Records for the task:

....

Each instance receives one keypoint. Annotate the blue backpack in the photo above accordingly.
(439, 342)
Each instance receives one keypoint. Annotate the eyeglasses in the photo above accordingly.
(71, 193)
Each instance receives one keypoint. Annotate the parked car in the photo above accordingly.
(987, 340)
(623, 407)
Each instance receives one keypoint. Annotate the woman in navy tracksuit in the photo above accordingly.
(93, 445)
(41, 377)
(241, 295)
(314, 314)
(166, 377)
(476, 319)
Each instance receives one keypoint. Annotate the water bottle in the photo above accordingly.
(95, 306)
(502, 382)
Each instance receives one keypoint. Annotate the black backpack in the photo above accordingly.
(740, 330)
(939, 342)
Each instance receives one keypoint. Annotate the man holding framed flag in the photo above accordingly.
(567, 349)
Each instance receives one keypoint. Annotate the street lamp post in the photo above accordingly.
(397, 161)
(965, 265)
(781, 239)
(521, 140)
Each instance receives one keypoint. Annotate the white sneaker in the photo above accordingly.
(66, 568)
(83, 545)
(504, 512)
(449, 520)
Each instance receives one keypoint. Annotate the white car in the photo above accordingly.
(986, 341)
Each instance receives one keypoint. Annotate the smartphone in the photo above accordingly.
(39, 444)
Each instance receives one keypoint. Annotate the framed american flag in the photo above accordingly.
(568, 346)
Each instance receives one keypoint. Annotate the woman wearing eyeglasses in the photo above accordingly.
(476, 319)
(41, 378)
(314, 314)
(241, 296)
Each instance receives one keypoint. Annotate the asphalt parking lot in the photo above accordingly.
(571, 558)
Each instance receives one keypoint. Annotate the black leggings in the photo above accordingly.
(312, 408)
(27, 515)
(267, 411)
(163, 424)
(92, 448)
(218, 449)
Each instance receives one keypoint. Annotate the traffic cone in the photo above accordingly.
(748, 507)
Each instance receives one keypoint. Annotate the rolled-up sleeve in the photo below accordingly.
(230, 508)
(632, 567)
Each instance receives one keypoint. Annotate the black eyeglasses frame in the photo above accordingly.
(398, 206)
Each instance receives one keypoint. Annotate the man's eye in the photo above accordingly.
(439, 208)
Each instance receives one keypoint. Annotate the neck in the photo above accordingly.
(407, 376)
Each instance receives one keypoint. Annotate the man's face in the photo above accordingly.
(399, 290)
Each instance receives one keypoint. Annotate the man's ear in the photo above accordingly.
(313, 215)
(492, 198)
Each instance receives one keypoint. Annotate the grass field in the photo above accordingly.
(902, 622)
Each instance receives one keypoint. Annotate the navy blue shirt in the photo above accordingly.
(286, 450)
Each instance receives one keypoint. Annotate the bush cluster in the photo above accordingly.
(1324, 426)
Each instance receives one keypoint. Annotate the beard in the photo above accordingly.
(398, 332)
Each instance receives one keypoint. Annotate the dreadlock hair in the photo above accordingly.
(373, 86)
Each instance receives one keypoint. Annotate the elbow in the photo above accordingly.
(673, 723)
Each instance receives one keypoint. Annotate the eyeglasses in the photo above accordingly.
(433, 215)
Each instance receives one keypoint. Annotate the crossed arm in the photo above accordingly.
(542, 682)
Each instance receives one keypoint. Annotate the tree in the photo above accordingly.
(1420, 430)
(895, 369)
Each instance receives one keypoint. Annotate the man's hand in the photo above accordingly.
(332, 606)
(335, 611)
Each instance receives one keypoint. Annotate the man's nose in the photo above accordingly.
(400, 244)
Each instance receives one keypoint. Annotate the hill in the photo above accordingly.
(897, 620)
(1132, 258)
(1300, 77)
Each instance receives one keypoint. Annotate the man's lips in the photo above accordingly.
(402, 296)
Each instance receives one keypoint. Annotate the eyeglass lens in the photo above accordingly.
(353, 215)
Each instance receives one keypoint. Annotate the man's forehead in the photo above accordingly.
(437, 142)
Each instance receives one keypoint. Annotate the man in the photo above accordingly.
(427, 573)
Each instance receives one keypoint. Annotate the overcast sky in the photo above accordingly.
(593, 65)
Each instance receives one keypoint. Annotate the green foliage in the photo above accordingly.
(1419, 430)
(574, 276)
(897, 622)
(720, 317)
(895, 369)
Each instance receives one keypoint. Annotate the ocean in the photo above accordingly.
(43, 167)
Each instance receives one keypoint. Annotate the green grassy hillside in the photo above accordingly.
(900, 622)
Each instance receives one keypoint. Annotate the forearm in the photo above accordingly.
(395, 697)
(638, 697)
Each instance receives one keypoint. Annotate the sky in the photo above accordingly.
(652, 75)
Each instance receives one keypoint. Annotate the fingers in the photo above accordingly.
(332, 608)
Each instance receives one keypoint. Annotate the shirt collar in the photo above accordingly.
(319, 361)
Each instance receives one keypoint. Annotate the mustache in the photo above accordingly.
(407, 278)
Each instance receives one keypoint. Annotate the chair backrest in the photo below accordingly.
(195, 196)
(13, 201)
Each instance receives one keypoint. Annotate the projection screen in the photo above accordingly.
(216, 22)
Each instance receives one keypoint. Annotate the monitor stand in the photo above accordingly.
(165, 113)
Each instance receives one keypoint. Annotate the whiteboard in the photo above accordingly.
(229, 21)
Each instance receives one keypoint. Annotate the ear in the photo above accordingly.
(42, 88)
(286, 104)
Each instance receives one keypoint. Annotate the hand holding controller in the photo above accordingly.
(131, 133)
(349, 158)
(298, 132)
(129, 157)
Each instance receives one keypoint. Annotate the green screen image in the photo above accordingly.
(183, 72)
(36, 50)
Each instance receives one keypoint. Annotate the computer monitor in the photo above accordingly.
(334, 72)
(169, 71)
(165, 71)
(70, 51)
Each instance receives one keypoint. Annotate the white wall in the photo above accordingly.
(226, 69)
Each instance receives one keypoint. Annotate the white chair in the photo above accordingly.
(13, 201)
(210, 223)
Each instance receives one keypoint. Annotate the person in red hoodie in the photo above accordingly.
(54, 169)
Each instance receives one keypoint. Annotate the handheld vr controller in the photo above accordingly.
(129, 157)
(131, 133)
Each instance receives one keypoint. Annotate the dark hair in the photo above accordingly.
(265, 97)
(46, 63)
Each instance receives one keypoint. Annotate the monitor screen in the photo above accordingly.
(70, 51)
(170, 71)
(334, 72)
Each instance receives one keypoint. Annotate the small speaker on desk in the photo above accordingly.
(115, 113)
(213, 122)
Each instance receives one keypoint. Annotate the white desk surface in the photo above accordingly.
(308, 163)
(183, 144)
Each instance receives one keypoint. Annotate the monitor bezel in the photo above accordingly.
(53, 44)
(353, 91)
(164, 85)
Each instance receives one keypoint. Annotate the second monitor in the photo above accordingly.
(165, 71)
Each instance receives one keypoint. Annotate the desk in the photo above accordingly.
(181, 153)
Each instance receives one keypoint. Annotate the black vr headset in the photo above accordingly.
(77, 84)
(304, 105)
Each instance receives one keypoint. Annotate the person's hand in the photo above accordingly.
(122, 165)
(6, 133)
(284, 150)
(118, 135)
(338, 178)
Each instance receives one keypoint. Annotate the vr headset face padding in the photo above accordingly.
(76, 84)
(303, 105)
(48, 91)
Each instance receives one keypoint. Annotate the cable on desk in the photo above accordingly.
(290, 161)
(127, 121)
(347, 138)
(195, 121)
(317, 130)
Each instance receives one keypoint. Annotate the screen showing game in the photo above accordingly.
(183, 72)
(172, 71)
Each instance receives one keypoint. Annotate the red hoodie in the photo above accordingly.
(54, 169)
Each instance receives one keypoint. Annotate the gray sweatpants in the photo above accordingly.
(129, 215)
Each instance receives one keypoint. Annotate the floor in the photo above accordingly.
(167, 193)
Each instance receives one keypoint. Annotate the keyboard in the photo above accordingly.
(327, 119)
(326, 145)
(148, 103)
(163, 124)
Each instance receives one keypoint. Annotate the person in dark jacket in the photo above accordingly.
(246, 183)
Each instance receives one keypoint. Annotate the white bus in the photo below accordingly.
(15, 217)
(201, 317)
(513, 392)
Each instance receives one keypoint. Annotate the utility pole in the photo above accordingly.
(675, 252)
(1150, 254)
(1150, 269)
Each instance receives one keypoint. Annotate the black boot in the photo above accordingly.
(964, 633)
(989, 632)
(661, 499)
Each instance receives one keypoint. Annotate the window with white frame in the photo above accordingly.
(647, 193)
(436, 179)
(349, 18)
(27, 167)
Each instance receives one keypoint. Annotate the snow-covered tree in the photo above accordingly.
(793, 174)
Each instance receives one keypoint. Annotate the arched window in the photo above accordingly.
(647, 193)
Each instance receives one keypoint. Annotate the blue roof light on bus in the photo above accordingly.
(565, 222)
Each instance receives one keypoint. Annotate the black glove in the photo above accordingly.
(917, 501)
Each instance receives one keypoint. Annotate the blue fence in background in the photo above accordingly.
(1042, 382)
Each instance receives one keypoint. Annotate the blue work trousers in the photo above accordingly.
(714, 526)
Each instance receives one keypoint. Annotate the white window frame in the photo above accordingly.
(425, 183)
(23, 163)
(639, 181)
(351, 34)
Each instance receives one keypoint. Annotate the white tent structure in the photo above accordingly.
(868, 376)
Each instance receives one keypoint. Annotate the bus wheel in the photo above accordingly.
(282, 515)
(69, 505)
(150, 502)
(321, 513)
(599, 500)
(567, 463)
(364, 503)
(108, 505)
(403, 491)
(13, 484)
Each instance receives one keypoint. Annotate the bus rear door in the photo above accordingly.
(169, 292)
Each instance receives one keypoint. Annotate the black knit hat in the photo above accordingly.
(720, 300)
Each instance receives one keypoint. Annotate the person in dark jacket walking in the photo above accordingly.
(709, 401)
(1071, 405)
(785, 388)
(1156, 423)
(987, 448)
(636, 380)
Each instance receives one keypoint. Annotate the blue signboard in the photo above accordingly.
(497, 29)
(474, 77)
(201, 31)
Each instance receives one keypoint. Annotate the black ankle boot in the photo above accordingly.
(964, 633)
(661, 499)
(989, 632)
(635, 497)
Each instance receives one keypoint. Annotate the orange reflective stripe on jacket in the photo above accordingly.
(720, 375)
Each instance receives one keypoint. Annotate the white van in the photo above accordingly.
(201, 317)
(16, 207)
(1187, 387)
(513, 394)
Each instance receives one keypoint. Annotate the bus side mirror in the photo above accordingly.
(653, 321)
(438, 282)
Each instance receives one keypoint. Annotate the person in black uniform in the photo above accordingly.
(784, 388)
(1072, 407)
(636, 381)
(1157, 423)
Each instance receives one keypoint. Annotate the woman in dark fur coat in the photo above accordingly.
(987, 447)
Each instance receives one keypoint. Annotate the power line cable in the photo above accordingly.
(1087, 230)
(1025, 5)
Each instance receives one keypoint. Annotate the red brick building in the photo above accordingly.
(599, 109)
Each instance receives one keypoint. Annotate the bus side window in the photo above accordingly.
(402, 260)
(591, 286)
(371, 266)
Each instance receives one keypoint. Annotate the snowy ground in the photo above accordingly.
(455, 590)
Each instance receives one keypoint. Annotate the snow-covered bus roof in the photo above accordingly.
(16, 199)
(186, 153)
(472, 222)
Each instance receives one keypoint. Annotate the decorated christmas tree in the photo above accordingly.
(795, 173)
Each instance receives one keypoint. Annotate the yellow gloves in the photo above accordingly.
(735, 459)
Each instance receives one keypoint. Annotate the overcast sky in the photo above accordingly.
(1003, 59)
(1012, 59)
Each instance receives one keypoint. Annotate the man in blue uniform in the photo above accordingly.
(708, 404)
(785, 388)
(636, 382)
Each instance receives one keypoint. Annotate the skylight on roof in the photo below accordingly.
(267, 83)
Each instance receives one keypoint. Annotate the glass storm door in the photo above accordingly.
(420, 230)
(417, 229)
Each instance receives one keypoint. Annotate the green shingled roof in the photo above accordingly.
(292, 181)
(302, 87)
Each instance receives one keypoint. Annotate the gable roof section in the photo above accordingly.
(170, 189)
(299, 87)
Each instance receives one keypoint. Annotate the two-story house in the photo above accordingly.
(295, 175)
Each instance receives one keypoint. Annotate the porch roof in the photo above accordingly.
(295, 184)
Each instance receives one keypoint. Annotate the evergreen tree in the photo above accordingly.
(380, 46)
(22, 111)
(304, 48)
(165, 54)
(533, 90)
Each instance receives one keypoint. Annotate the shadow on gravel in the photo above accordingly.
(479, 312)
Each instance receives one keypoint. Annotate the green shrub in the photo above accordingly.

....

What to produce: Print the lines of the entries, exactly, from the one containing "Each instance receives one keypoint. Annotate the power" down to the final line, and leave out all the others.

Task solution:
Each instance receives one keypoint. Annotate the power line cable in the photo above accordingly.
(1087, 230)
(1025, 5)
Each instance receives one keypoint. Annotate the red brick building in the photo above accordingly.
(599, 109)
Each instance receives one keypoint. Annotate the bus side window in the photo above accordingly.
(402, 260)
(591, 286)
(371, 266)
Each instance receives one keypoint. Annotate the snowy ground in the photo above accordingly.
(455, 590)
Each instance receives one keypoint. Annotate the snow-covered bus roof in the photo above accordingly.
(16, 199)
(186, 153)
(472, 222)
Each instance receives one keypoint. Annotate the decorated christmas tree in the photo above accordingly.
(795, 173)
Each instance receives one keypoint. Annotate the yellow gloves in the photo above accordingly.
(735, 459)
Each instance receives one keypoint. Annotate the overcast sky in the photo above accordingly.
(1003, 59)
(1012, 59)
Each instance receives one keypoint. Annotate the man in blue uniform in the photo above accordingly.
(708, 404)
(785, 388)
(636, 382)
Each instance receives one keypoint. Annotate the skylight on roof in the photo below accordingly.
(267, 83)
Each instance receives one keypoint. Annotate the glass storm door in the photo above accordingly.
(420, 230)
(417, 229)
Each instance receives one keypoint. Annotate the green shingled roof in the photo above accordingly.
(292, 181)
(302, 87)
Each instance receives one keypoint. Annotate the gable roof section in the photo above accordingly.
(170, 189)
(299, 87)
Each instance receives one keypoint. Annotate the two-story house in the photo above accordingly.
(295, 175)
Each instance receives one keypoint. Annotate the porch roof in the photo above accordingly.
(295, 184)
Each instance receives one keypoint. Annotate the evergreen tree in the photo above accordingly.
(380, 46)
(22, 111)
(304, 48)
(165, 54)
(533, 90)
Each instance receives one keypoint. Annotate the shadow on gravel in the photo above accordingly.
(479, 312)
Each instance receives one keypoint. Annotate the green shrub in the photo above accordingly.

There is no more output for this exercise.